Document text:
# # # # # # #
Of course, up in the Philippines, another one of these. I have a rather ridiculous sense of humor. ... I was out on reconnaissance, one man with me with a bucket. I have a carbine, a company officer at that time. We were riding along a concrete road, a two lane concrete road to find out if it had been damaged or disrupted by the Japanese, or by our own people going up there. ... Anyway, we're going along this road, came to a curve in the road. As we were going around the curb, an MP steps out from behind the thing. "Stop." So, we stop. It's trouble. He says, "there's a roadblock up ahead." "Oh?" So, I stand there, and all of the sudden, this roadblock comes out, and it happened to be a tank affair, or should I say, it's a track vehicle, ... but a tank without the turret on. It had one of these retractable 105 mm guns. ... Some captain hops out of this blooming thing, breathing hard, see, and starts saying, "Men, we're going to go through." ... They all pile back into the blooming thing. I say, "You mind if we go along?" "No." So, I get in the car. He, again, had been reading a book or something like that. He said, "We'll give you more fire power." So, he puts one of his men in the Jeep with me, see, in the back seat, with an automatic rifle. Me, I'm up in the front with a carbine, loaded and ready to go. My driver, ready to go, see, and the driver's so scared, he was driving between the tracks. The driver, see? [laughter] ... We go up to the place. I see absolutely nothing. ... The gun, 105, that's coming up every once in a while and shooting off into the bushes. There was a hell of lot of noise and all that sort of thing. We get up behind the thing. The thing stops. Everybody gets out of the thing.[panting noise] "Boy, that was hot." I say, "Hot? Nonsense!" ... The nearest thing, I think it was probably a mortar, hit somewhere in the neighborhood of maybe a quarter of a mile away, see, definitely wasn't aimed at us. It was aimed at somebody, but not us. ... Well, somebody asked me the other day, "Do you ever remember being scared?" Frankly, no. I don't ever remember being scared ...

SSH: You had mentioned movies before we had started the tape. Did you ever see a movie of World War II that you thought was accurate, or fairly accurately portrayed the war?

BT: No. They have been accurate to a degree, but practically every one of them has to be exaggerated ... for effect. For example, ... you never see a squad in the Army where everybody is exactly alike. No. Most of the squads, everybody in the squad is exactly alike. ... That is not good showmanship because you have a movie squad, and you're going to have one character of one type there, and you're going to have another character of another type there, and another character of another type there. Now, I don't care whether in these things, whether they're colored, or whether they're Chinese, or whether they're gay or whether they're straight, or whether they're what. You never see that kind of a mix up in the Army. ... Yet, in every movie you'll see that. Now, as I say, and also, you'll never see in the Army, at least, in my experience, you'll never see a continuous system of crisis as they run into the Army. The Army is nothing but a long series of sitting and waiting for something to happen. Now, again, my orders in here, indicate that I was, my unit was listed as combat troops. I never saw a live Jap other than a prisoner of war. The only Japs that I saw were dead, and I didn't see many of them. So, an awful lot of this stuff. As I say, I have a peculiar sense of humor. An awful lot of this stuff, see, newspaper stuff, these accounts of Vietnam, Korea, and all this. I know that these things happened. ... They did. They were very, very nasty, but the number of people to whom these things happened were nowhere nearly the tremendously big percentage that they show in the movies.
# # # # # # #
Given entries:

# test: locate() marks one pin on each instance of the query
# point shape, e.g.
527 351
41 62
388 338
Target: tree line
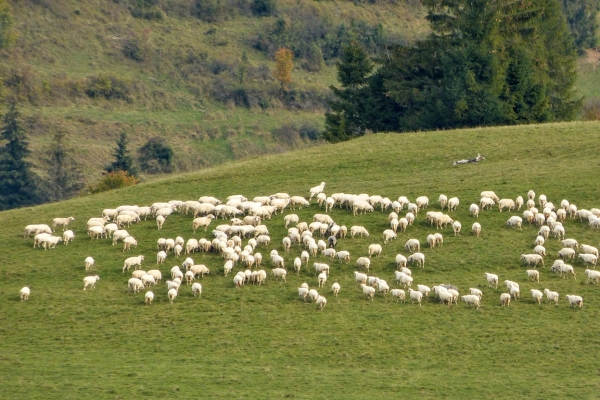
486 62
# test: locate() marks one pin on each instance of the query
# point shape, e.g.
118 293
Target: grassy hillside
264 341
174 69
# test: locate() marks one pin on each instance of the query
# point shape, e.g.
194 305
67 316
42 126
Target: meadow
264 342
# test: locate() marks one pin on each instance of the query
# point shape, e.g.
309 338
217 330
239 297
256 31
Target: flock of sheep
245 222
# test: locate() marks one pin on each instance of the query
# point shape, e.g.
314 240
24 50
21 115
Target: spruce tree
18 184
123 160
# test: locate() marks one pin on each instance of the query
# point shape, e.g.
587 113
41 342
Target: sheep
505 299
453 204
279 273
574 301
360 277
415 295
515 222
375 250
399 294
456 226
588 258
592 275
443 200
400 261
368 291
89 263
90 281
476 229
586 249
506 203
413 245
417 258
530 259
552 296
132 262
358 230
172 294
533 274
492 280
471 299
474 210
335 288
388 235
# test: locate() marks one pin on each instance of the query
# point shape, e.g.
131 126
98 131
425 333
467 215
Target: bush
155 156
113 180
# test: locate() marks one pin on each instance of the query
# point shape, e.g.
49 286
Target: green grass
262 342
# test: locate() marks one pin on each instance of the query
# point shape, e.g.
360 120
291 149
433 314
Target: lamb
375 250
368 291
90 281
456 226
530 259
588 258
592 275
574 300
586 249
172 294
415 295
358 230
506 203
413 245
471 299
552 296
417 258
515 222
24 293
492 280
388 235
399 294
61 222
132 262
505 299
89 263
533 274
68 236
537 295
148 297
279 273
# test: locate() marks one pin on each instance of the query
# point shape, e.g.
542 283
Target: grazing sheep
90 281
148 297
492 280
417 258
476 229
505 299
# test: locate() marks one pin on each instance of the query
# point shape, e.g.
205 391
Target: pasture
264 342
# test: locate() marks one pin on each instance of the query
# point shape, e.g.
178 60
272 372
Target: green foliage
7 33
18 184
64 177
113 180
155 156
582 17
123 160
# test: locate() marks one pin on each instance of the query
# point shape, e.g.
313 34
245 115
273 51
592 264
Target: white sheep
552 296
505 299
90 281
471 299
417 258
476 229
574 301
492 280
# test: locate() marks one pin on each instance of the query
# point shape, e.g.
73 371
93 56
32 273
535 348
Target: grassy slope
263 341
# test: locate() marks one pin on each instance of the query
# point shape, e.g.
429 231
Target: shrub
113 180
155 156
# # # # # # #
Exercise set:
**a.** Using the veteran's interview, decide whether each statement agrees with it. Answer yes or no for each and quote the words that decide it: (i) The MP warned that a roadblock lay ahead. (ii) The speaker recalls having been scared. (iii) The speaker saw live Japanese soldiers who were not prisoners.
**b.** Go on with the veteran's interview from the point where it stops.

Outputs by task:
**a.**
(i) Yes: "there's a roadblock up ahead."
(ii) No: "Frankly, no. I don't ever remember being scared"
(iii) No: "I never saw a live Jap other than a prisoner of war."

**b.**
... World War II, for example. They tell the people terrifically big casualties, see, as if this was something. Hell, all you have to do is read history. All you do is read about the Roman legions. There was this thing they had on television the other day about this one Roman legion, not one Roman legion, three Roman legions were cut off and wiped out. Gone. Now, a legion was a thousand men. Three thousand men. They said they had something like thirty survivors. We never had that high a percentage of casualties. We didn't have the high percentage of casualties that we had in the Civil War, see, but they've exaggerated so darn much. ... I keep on telling people, see, I bore them to death. I say, "Don't believe everything you read in the paper and believe only about half of what you see." ... I say, "Everything you read in a newspaper is written by an individual and everything an individual writes is going to reflect to some degree his opinion," see. ... It is not necessary, or should not be necessarily accepted as strictly unarguable truth.

SSH: When you were crisscrossing the South Pacific, going to the different bases and things that you had, did you have any interaction with any of the other countries' forces like the British or the Australians or French?

BT: Very, very, very little. We had one Australian officer, I believe he was a major, who was attached to I Corps as a liaison man. I knew him to say hello to him and that's about all, because there was very, very little contact, see, between those people and the working groups. In other words, he would be strictly up at headquarters. Now, while I was at headquarters, I'd be at headquarters only for a couple of minutes and then I'd be gone.

SSH: What about any of the natives that inhabited these islands. Did you ever see or have any contact with them?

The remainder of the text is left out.